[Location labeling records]
******************************

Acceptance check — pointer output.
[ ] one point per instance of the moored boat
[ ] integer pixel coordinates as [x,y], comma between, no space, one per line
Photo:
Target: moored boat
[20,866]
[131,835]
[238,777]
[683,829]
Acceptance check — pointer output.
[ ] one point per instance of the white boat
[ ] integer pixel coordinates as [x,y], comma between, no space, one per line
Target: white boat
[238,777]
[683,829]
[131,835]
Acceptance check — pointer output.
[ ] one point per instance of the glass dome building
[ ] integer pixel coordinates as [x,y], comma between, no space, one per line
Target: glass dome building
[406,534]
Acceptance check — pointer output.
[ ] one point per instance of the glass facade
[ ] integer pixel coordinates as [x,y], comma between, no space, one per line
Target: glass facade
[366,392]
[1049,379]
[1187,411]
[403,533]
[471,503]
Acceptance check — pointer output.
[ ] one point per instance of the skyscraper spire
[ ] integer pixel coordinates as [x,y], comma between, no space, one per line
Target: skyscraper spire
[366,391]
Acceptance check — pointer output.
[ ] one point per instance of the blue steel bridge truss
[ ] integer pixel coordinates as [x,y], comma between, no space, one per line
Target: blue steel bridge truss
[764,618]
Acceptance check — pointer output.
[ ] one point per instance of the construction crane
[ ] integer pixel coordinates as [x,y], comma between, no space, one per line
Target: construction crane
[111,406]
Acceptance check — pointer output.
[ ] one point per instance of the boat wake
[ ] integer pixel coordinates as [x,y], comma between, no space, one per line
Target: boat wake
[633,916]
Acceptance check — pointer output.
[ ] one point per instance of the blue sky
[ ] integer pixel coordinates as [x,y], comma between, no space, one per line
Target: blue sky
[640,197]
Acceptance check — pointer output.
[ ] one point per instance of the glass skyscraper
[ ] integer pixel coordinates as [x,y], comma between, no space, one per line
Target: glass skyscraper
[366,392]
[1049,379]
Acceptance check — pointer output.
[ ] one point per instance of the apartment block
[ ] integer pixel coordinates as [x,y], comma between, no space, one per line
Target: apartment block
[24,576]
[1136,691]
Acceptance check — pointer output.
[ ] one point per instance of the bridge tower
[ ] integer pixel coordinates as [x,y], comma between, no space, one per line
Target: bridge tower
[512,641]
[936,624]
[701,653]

******************************

What is being asked
Quote all the records exactly, please, leaving none out.

Solution to this exercise
Acceptance check — pointer output.
[ ] one point per instance of the moored boat
[ ] integer pixel coordinates as [x,y], comma between, no space, one per line
Photo:
Target: moored boat
[20,866]
[131,835]
[238,777]
[683,829]
Acceptance check — pointer output.
[ ] one point per instance of the white boat
[ ] integer pixel coordinates as [x,y], comma between, no space, one per line
Target: white boat
[238,777]
[683,829]
[131,835]
Acceptance check — pointer output.
[ ] one point per instance of the glass dome building
[ ] integer pixel coordinates as [x,y], comma between, no space, one per line
Target: glass dome building
[406,534]
Acceptance check — pointer output.
[ ] one point per instance of the glass facade
[ ] integer pixel coordinates as [x,y], comma between, no space, one per line
Target: glass facade
[366,392]
[1049,379]
[1187,411]
[403,533]
[471,503]
Acceptance check — pointer output.
[ ] one point per instance of the skyscraper spire
[ ] integer pixel coordinates as [x,y], comma between, no space, one per line
Target: skyscraper spire
[366,391]
Acceptance check — pointer output.
[ ] one point per instance of the blue steel bridge truss
[ ] integer pixel coordinates as [x,y], comma between, no space, one per line
Target: blue steel bridge truss
[764,618]
Acceptance check — pointer output.
[ ] one point per instance of the construction crane
[ ] integer pixel coordinates as [x,y], comma between, no space, one per line
Target: construction crane
[111,406]
Acceptance check — pointer output.
[ ] one point per instance of the boat wake
[ ] integer pixel coordinates as [x,y], comma between, no space, one per line
Target: boat wake
[633,916]
Acceptance check — pointer output.
[ ] one point per instance of the blue sky
[ ] integer pixel coordinates as [x,y], comma between, no space, one per line
Target: blue sky
[640,197]
Acceptance check — pointer output.
[ ] one point per instance of the glass skyscraper
[ ] integer pixel coordinates as [x,y], comma between, no space, one per line
Target: glass skyscraper
[366,392]
[1049,379]
Acceptance check — pointer output.
[ ] one point per instance of the apartment block
[ ] integer pixel coordinates as [x,y], comma between, no space, one per line
Target: apartment block
[24,576]
[1136,691]
Acceptance check — pointer output.
[ ] one point per instance of the bridge tower
[ ] integer pixel coordinates as [x,y], comma between, no space, one per line
Target: bridge tower
[512,641]
[936,624]
[701,653]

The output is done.